## BEGIN DOCUMENT SECTION
PEP: 416
Title: Add a frozendict builtin type
Version: $Revision$
Last-Modified: $Date$
Author: Victor Stinner <[email protected]>
Status: Rejected
Type: Standards Track
Content-Type: text/x-rst
Created: 29-Feb-2012
Python-Version: 3.3


Rejection Notice
================

I'm rejecting this PEP.  A number of reasons (not exhaustive):

* According to Raymond Hettinger, use of frozendict is low.  Those
 that do use it tend to use it as a hint only, such as declaring
 global or class-level "constants": they aren't really immutable,
 since anyone can still assign to the name.
* There are existing idioms for avoiding mutable default values.
* The potential of optimizing code using frozendict in PyPy is
 unsure; a lot of other things would have to change first.  The same
 holds for compile-time lookups in general.
* Multiple threads can agree by convention not to mutate a shared
 dict, there's no great need for enforcement.  Multiple processes
 can't share dicts.
* Adding a security sandbox written in Python, even with a limited
 scope, is frowned upon by many, due to the inherent difficulty with
 ever proving that the sandbox is actually secure.  Because of this
 we won't be adding one to the stdlib any time soon, so this use
 case falls outside the scope of a PEP.

On the other hand, exposing the existing read-only dict proxy as a
built-in type sounds good to me.  (It would need to be changed to
allow calling the constructor.)  GvR.
## END DOCUMENT SECTION
DIRECTIVE:
Copy the frozendict PEP above word for word, from its header lines through the closing rejection notice.
## BEGIN RECORD LIST
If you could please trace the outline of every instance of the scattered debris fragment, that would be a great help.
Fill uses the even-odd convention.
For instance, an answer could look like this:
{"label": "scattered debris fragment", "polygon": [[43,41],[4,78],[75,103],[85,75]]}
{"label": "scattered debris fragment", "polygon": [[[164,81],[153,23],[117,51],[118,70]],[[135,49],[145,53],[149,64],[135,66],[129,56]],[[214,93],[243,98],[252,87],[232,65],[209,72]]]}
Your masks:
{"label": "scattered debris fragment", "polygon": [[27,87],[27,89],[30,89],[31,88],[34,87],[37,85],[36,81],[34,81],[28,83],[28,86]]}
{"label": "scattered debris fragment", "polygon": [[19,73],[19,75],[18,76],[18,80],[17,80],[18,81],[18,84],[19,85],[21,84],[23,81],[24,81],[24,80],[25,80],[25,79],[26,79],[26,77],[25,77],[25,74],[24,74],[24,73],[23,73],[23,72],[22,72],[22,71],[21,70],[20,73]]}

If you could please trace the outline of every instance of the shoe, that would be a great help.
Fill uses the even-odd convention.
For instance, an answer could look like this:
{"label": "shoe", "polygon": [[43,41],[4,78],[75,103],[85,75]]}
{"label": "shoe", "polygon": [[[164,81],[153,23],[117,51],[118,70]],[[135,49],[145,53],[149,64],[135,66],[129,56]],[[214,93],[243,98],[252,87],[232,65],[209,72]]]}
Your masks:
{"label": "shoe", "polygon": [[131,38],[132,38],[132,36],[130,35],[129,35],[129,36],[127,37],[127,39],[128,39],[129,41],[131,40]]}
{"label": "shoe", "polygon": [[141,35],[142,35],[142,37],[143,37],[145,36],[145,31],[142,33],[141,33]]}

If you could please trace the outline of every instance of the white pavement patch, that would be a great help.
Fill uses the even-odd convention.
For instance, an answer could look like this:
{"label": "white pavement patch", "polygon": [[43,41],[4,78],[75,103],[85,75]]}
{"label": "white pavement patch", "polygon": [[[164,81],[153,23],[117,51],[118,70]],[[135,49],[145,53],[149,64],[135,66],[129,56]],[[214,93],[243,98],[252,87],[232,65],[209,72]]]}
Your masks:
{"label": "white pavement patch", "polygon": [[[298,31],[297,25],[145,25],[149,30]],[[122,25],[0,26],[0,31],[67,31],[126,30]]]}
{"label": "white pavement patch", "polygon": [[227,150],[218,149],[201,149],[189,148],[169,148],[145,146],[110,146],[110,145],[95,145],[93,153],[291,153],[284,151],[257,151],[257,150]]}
## END RECORD LIST
## BEGIN RECORD LIST
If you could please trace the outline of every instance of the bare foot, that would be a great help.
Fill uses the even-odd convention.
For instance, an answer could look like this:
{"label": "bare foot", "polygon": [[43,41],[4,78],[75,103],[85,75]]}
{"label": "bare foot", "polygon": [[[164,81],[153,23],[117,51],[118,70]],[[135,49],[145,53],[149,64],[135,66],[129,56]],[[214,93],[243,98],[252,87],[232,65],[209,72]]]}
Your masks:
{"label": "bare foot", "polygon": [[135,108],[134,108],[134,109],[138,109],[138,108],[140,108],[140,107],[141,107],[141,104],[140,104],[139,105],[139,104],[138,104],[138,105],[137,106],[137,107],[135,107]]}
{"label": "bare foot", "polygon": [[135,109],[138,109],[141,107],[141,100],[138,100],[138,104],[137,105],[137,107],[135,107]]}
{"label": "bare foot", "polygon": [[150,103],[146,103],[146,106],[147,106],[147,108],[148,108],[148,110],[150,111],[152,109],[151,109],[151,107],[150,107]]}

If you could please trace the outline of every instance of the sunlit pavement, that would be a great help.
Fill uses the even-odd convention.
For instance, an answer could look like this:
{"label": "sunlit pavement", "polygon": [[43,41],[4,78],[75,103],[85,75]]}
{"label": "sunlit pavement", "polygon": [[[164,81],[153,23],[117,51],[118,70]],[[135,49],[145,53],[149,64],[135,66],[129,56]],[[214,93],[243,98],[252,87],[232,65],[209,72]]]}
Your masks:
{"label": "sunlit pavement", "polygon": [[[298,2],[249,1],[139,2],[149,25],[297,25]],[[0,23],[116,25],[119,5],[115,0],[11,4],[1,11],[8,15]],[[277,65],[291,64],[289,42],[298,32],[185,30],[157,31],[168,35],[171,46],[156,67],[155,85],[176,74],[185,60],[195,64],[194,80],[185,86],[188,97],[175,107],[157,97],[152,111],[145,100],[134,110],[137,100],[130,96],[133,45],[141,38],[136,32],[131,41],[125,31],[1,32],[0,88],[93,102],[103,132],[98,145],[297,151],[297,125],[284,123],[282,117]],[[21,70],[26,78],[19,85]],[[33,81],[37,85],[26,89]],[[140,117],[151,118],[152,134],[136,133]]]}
## END RECORD LIST
THE OUTPUT:
PEP: 416
Title: Add a frozendict builtin type
Version: $Revision$
Last-Modified: $Date$
Author: Victor Stinner <[email protected]>
Status: Rejected
Type: Standards Track
Content-Type: text/x-rst
Created: 29-Feb-2012
Python-Version: 3.3


Rejection Notice
================

I'm rejecting this PEP.  A number of reasons (not exhaustive):

* According to Raymond Hettinger, use of frozendict is low.  Those
 that do use it tend to use it as a hint only, such as declaring
 global or class-level "constants": they aren't really immutable,
 since anyone can still assign to the name.
* There are existing idioms for avoiding mutable default values.
* The potential of optimizing code using frozendict in PyPy is
 unsure; a lot of other things would have to change first.  The same
 holds for compile-time lookups in general.
* Multiple threads can agree by convention not to mutate a shared
 dict, there's no great need for enforcement.  Multiple processes
 can't share dicts.
* Adding a security sandbox written in Python, even with a limited
 scope, is frowned upon by many, due to the inherent difficulty with
 ever proving that the sandbox is actually secure.  Because of this
 we won't be adding one to the stdlib any time soon, so this use
 case falls outside the scope of a PEP.

On the other hand, exposing the existing read-only dict proxy as a
built-in type sounds good to me.  (It would need to be changed to
allow calling the constructor.)  GvR.